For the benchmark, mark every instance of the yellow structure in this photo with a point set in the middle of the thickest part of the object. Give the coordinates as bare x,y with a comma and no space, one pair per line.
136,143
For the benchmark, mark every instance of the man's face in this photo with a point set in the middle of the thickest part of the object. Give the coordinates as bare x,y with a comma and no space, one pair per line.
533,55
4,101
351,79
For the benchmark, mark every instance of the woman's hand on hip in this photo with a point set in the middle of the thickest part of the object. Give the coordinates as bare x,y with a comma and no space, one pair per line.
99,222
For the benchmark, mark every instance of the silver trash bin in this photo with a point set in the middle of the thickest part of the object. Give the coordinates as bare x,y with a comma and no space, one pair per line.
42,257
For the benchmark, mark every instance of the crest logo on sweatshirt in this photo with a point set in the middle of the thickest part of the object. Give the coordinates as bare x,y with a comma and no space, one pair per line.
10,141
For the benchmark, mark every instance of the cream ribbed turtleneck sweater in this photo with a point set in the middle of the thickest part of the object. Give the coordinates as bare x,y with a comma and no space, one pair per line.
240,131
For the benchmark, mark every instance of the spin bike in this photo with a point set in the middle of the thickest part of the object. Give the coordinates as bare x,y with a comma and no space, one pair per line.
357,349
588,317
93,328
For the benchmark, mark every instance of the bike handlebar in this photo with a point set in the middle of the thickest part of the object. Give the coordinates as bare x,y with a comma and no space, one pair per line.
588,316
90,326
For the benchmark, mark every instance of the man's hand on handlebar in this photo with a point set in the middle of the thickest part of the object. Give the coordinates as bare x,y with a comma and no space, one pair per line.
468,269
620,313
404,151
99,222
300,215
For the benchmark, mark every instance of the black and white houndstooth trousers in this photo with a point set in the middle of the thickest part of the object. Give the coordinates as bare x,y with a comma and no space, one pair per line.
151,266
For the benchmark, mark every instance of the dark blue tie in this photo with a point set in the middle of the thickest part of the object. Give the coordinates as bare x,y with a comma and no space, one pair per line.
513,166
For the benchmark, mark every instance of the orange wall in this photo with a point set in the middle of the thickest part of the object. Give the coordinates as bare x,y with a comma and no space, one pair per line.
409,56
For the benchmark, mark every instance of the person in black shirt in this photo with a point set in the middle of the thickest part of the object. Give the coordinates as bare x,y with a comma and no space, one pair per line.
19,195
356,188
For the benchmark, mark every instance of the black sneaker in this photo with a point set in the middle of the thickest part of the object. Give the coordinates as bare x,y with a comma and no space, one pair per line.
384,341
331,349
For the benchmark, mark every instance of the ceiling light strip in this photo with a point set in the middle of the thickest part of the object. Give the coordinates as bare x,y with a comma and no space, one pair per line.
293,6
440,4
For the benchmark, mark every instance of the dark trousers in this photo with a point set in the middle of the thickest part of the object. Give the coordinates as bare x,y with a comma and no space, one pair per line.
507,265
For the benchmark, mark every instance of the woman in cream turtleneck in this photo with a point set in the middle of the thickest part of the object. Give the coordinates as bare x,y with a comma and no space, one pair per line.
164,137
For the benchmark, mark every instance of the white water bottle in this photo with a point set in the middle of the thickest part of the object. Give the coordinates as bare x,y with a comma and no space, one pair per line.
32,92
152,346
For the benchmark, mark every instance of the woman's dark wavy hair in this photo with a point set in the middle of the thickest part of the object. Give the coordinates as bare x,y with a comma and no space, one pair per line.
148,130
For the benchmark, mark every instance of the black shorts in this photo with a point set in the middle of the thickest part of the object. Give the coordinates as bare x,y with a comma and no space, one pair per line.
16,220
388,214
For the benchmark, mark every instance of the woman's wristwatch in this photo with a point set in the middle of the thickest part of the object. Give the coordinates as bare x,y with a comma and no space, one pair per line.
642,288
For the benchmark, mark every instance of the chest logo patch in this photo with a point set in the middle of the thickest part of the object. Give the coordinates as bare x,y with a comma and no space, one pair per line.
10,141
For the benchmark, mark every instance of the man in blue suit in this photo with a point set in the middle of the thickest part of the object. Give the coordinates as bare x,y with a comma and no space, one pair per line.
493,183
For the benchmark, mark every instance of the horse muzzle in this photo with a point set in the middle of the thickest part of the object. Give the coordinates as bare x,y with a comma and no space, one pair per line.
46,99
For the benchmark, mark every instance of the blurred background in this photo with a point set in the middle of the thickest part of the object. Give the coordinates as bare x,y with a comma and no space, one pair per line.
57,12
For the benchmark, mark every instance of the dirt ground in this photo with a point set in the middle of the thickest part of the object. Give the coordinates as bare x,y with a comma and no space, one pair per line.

◆ EXERCISE DETAILS: Reproduce all of the records above word for word, line by line, in their original order.

◆ WRITTEN SOLUTION:
For the benchmark, mark every instance of the yellow structure in this photo with a point set in the middle of the thickest part of the object. Give the coordinates as bare x,y with a comma and no space, one pair per line.
136,143
For the benchmark, mark every instance of the man's face in this photo with a point set in the middle of the thickest part of the object. Give the coordinates as bare x,y with a comma and no space, one pair per line.
533,55
4,101
351,79
For the benchmark, mark every instance of the woman's hand on hip in this photo with a point set in the middle of the thickest part of the object. Give the coordinates as bare x,y with a comma and no space, one pair per line.
99,222
For the benchmark, mark every instance of the silver trash bin in this photo with a point set in the middle of the thickest part of the object. Give the coordinates as bare x,y with a comma and no space, one pair per line.
42,257
For the benchmark, mark every instance of the crest logo on sweatshirt in this photo with a point set in the middle of the thickest part of the object. Give the coordinates as bare x,y with a comma and no space, one pair per line.
10,141
For the benchmark, mark every instance of the cream ribbed turtleneck sweater in this photo with a point set in the middle of the thickest part of the object. Give the coordinates as bare x,y with a comma and no space, one pair per line.
240,131
For the benchmark, mark every instance of the spin bike in this photo with a point set in the middle of the thickest part of the object. Give the coordinates as bare x,y with a comma and no space, one pair per line.
357,349
588,317
93,328
For the benchmark, mark every instance of the bike handlebar in this photo with a point set in the middle of the thickest part of the object. Give the coordinates as bare x,y with a comma and no space, one pair per line.
588,316
90,326
For the benchmark, mark every instance of the man's hand on handlebar in this photo with a point set in the middle of the thickest part of the object. Give the coordinates as bare x,y with a comma and no space, one pair per line.
468,269
620,313
404,151
99,222
300,215
For the benchmark, mark every instance of the black and white houndstooth trousers in this photo with a point set in the middle of the thickest part of the object. Give the coordinates as bare x,y with a comma and no space, one pair per line.
151,266
For the benchmark, mark every instance of the dark blue tie in this photo with a point set in the middle of the thickest part of the object. Give the coordinates as bare x,y with a comma and no space, one pair per line.
513,166
For the benchmark, mark every instance of the orange wall in this photo with a point set in the middle of the thickest part of the object. Give the coordinates as bare x,y with a comma and no space, one pair per line.
409,56
For the benchmark, mark every instance of the person in black shirt in this photo with a point set in the middle of the thickest part of the object. Give the coordinates as bare x,y with a comma and no space, one pair per line.
19,195
356,188
For the benchmark, mark every instance of the black sneaker in this photo with a point set in the middle of the thickest part of the object. Give the coordinates as bare x,y with a comma and no space, one pair per line.
384,341
331,349
For the benchmark, mark every instance of the ceiling light strip in this photo with a point set in the middle of the thickest part of the object. Give the coordinates as bare x,y with a comma and no space, one pair per line.
293,6
440,4
For the benchmark, mark every instance of the dark trousers in this photo with a point set in the middle of the thickest part of the object. Give the coordinates as bare x,y with a comma and no space, one pair per line.
507,265
For the benchmark, mark every instance of the woman in cream turtleneck in this photo with a point set in the middle of the thickest part of the object. Give the coordinates as bare x,y with a comma and no space, one pair per line.
164,137
For the benchmark, mark every instance of the white water bottle in this photo with a point set in the middle of the thickest part of the object. Give the coordinates as bare x,y with a comma and no space, one pair per line.
32,92
152,346
For the benchmark, mark every instance of the woman's dark wavy hair in this photo with a point set in the middle of the thickest part of the object. Give the coordinates as bare x,y with a comma and no space, one pair per line.
148,130
For the benchmark, mark every instance of the black shorts in this photo with a point set in the middle of the thickest part of the object. Give the coordinates as bare x,y with a comma and no space, one pair per line.
16,220
388,214
For the benchmark, mark every instance of the woman's wristwatch in this photo with a point set in the middle of the thickest part of the object. Give the coordinates as bare x,y with a comma and no space, one pair per line.
642,288
For the benchmark, mark every instance of the chest logo patch in this photo with a point set in the middle of the thickest part of the object. Give the coordinates as bare x,y with a comma and no space, one pair per line.
10,141
For the benchmark, mark every instance of the man in blue suit in this photo with a point set in the middle of the thickest part of the object. Give the coordinates as bare x,y with a comma and no space, one pair per line.
493,183
For the benchmark, mark every instance of the horse muzzle in this photo with a point set in the middle of the thickest part of the object. Give the coordinates as bare x,y with a comma and no space, one pair per line.
46,99
For the benchmark, mark every instance of the blurred background in this photo with a point set in the middle of the thickest part of the object. Give the coordinates as bare x,y with a comma and no space, one pair per line.
57,12
For the benchmark, mark every instance of the dirt ground in this photo with a point set in the middle of the thickest part of the object. Give the coordinates as bare x,y with a comma and no space, one pair per line.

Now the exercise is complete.